------ INFORMATION GIVEN ------
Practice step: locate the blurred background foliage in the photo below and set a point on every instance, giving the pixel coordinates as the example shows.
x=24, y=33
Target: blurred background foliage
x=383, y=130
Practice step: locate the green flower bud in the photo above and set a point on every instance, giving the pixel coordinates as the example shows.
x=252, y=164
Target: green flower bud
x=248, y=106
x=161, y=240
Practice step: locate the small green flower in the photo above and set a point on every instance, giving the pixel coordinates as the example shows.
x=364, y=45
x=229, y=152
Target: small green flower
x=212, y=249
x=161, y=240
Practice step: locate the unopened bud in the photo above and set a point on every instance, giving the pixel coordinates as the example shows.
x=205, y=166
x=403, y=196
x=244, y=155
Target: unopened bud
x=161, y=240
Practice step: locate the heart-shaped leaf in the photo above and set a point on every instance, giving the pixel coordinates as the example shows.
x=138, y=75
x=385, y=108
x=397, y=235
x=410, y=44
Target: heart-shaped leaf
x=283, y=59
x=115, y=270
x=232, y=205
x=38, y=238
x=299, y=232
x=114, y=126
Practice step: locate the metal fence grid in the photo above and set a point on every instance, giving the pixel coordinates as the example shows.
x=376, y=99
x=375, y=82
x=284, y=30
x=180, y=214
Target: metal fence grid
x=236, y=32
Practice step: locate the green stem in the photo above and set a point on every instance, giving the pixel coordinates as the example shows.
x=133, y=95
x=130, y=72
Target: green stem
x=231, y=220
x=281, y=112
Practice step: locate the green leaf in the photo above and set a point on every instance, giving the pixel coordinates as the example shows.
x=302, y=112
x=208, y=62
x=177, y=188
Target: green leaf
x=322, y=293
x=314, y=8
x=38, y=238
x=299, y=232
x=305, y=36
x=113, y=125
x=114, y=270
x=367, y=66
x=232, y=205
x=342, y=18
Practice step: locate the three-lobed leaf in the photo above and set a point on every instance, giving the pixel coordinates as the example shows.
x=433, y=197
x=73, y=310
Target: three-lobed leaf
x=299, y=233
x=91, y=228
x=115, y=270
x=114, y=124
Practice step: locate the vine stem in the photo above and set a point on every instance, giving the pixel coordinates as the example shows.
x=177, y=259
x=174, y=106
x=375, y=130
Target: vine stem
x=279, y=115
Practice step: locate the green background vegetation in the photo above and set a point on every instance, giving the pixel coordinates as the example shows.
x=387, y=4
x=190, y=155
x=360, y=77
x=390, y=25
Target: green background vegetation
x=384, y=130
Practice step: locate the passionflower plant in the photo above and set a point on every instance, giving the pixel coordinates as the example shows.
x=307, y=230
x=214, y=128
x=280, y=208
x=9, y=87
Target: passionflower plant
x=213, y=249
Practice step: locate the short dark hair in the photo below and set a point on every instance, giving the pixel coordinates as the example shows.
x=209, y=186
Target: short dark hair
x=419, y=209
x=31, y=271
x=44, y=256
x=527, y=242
------
------ INFORMATION GIVEN ------
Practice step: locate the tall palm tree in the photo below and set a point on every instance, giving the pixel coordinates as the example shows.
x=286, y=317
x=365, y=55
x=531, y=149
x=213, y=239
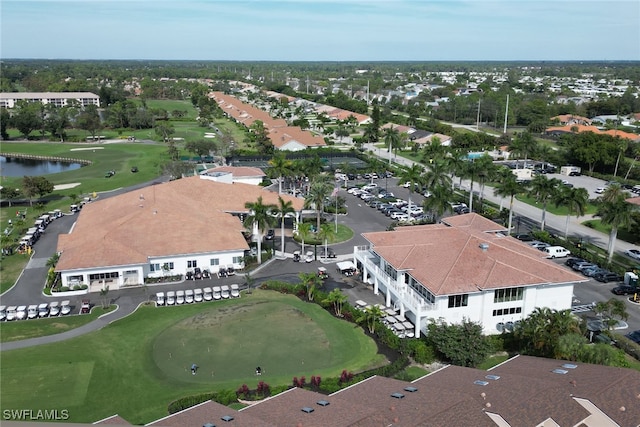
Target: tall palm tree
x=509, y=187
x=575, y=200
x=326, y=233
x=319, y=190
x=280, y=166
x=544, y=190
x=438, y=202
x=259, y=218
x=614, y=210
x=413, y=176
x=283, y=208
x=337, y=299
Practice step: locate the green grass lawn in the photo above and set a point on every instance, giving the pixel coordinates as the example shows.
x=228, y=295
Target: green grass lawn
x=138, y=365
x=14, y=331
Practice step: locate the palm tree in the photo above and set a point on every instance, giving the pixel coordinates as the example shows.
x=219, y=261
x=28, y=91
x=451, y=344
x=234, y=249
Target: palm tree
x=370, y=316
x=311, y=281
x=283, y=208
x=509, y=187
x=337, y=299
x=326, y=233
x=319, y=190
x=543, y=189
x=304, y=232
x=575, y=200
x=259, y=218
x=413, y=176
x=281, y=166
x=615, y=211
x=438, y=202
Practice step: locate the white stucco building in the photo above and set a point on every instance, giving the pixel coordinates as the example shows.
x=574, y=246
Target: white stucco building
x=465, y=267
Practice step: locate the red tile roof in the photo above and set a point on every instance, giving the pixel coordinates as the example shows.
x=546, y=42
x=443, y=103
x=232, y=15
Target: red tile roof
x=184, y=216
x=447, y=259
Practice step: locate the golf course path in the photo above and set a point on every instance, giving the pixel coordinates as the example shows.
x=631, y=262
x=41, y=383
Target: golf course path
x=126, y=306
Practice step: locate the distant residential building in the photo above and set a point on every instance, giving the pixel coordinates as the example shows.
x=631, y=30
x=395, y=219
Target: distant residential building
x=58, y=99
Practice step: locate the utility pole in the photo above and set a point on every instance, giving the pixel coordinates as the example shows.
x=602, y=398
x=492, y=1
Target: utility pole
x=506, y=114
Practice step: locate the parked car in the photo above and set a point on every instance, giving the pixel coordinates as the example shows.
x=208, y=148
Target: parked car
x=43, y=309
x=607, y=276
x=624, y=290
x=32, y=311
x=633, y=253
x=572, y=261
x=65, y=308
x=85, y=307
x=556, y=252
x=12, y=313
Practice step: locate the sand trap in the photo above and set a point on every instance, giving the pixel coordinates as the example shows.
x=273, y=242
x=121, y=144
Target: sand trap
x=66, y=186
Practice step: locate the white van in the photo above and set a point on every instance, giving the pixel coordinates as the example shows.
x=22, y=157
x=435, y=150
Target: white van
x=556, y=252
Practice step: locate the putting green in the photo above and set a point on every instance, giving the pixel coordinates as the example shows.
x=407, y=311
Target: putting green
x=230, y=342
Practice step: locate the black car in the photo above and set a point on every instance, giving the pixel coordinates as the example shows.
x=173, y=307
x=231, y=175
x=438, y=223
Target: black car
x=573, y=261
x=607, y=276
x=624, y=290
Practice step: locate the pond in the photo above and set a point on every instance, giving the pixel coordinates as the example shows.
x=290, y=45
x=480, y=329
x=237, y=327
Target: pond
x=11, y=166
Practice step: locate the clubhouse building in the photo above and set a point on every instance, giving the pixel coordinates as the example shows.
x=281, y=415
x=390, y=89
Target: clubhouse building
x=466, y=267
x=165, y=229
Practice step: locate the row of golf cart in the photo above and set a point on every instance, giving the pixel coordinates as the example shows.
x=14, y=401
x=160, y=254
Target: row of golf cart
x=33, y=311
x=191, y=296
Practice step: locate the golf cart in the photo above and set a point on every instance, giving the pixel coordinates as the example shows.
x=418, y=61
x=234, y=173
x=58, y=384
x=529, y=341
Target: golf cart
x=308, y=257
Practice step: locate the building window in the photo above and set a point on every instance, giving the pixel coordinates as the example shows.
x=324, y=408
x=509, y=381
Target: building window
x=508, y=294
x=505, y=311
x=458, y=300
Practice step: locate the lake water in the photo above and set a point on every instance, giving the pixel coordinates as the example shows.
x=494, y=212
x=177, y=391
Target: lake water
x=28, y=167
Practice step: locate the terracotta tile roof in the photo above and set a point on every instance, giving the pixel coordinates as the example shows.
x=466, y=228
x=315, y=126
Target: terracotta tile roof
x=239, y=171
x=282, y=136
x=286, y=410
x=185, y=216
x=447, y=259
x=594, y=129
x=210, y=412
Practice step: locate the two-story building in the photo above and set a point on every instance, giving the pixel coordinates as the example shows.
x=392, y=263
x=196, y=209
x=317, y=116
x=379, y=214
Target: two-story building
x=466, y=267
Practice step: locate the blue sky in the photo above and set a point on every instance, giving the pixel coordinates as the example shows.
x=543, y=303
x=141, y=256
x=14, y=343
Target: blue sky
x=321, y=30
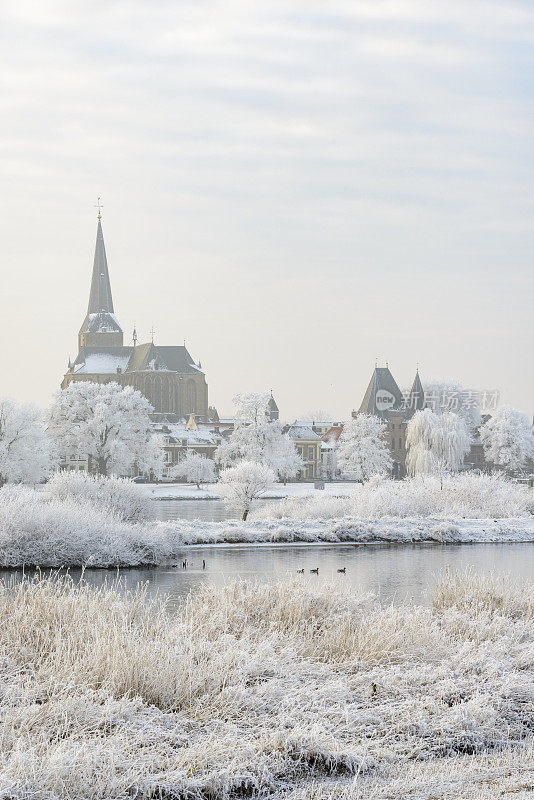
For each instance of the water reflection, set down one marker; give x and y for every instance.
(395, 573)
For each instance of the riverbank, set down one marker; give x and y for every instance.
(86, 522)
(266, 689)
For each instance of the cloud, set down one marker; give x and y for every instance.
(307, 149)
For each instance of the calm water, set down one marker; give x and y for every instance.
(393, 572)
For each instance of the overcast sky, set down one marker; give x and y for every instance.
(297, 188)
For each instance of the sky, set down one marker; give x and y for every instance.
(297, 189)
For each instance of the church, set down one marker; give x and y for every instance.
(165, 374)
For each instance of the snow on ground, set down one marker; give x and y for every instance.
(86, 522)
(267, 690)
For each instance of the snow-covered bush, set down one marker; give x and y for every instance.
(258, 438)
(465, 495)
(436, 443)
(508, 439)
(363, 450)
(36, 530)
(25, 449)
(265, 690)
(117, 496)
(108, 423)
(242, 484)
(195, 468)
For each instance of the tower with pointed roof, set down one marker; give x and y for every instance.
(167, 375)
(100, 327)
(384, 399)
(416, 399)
------
------ INFORMATION GIVEN ------
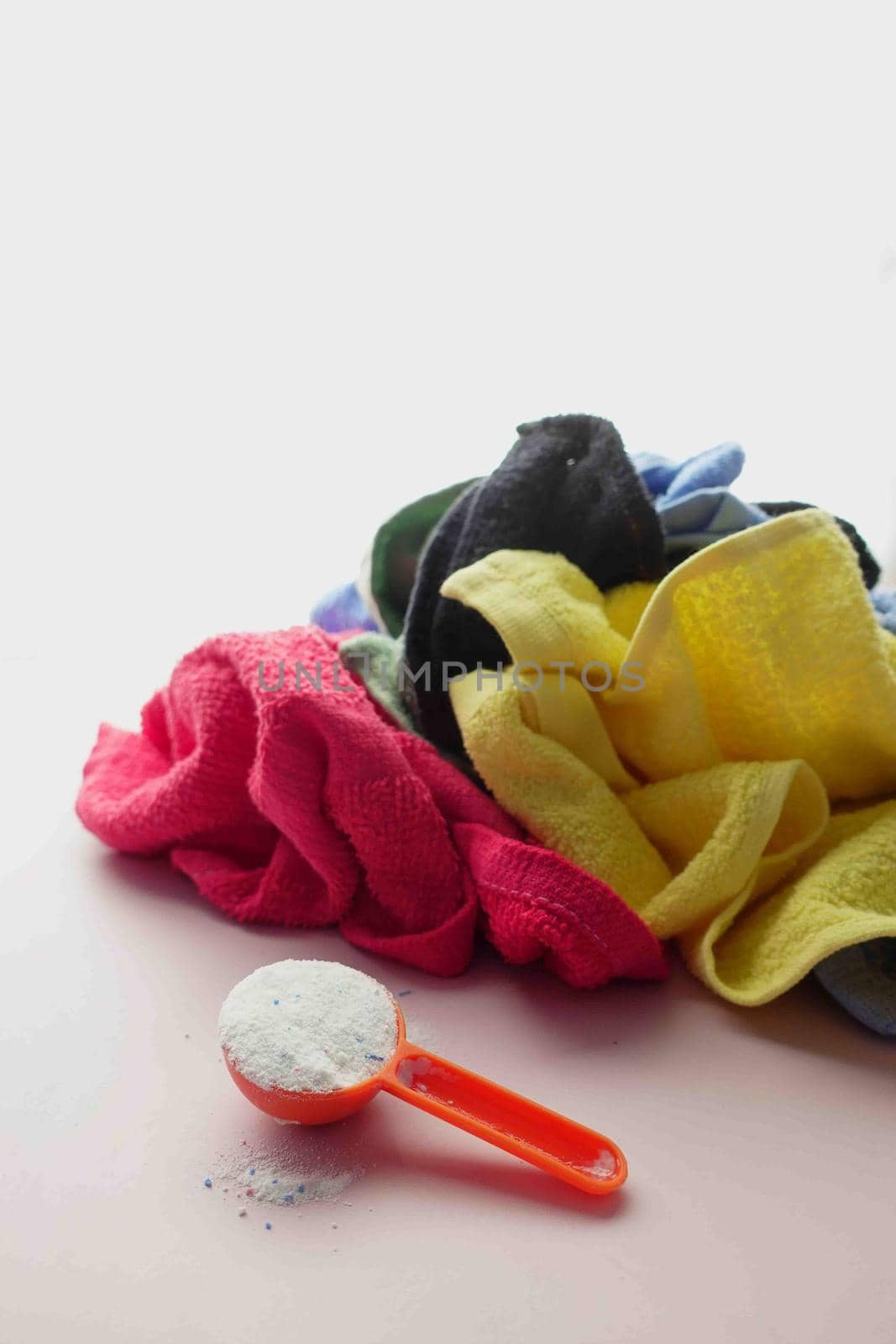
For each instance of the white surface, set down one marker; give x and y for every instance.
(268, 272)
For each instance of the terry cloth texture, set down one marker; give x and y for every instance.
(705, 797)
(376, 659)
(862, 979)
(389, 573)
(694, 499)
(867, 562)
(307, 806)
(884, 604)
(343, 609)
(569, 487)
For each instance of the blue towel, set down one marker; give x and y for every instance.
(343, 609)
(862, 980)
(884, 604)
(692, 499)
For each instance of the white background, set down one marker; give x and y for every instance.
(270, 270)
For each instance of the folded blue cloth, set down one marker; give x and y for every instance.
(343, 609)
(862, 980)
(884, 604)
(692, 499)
------
» **INSTRUCTIONS FOR THE TASK**
Print the lines of the records from the one containing "Practice step: locate the row" through the one containing "x=308, y=257", both ends included, reproducing them without any change.

» **RESPONSE**
Practice step: locate the row of golf cart in the photo above and set a point on every instance, giving the pixel coordinates as the example shows.
x=14, y=401
x=160, y=254
Target: row of golf cart
x=33, y=311
x=191, y=296
Practice step: locate the golf cart in the photo above and set a point on every instance, giving the pixel coordinates as the example shows.
x=418, y=61
x=234, y=173
x=58, y=384
x=529, y=341
Target: golf cart
x=308, y=257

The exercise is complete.